### Exercise material:
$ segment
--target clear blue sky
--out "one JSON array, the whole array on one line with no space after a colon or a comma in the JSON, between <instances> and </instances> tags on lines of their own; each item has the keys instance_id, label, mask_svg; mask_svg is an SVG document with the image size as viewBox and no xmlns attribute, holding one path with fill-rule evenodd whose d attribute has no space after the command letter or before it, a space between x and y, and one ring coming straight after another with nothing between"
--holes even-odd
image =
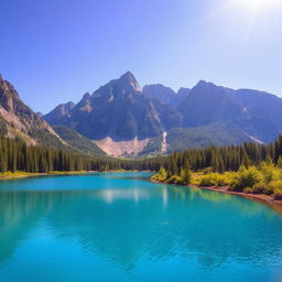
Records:
<instances>
[{"instance_id":1,"label":"clear blue sky","mask_svg":"<svg viewBox=\"0 0 282 282\"><path fill-rule=\"evenodd\" d=\"M44 113L127 70L141 86L205 79L282 95L280 2L1 0L0 73Z\"/></svg>"}]
</instances>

### What is asked:
Please echo every line of the listing above back verbatim, leaving out the pictures.

### Complete response:
$ segment
--target clear blue sky
--out "one JSON array, the whole array on one line with no space after a colon or a comma in the JSON, between <instances> and </instances> tags on lines of their own; each item has the keys instance_id, label, mask_svg; mask_svg is an SVG document with the image size as viewBox and no xmlns attribute, holding one path with fill-rule evenodd whose d attribute has no space after the command letter or before it, a space between x and y, and one ring coming straight after another with nothing between"
--holes even-odd
image =
Records:
<instances>
[{"instance_id":1,"label":"clear blue sky","mask_svg":"<svg viewBox=\"0 0 282 282\"><path fill-rule=\"evenodd\" d=\"M44 113L127 70L141 86L205 79L282 95L280 2L1 0L0 73Z\"/></svg>"}]
</instances>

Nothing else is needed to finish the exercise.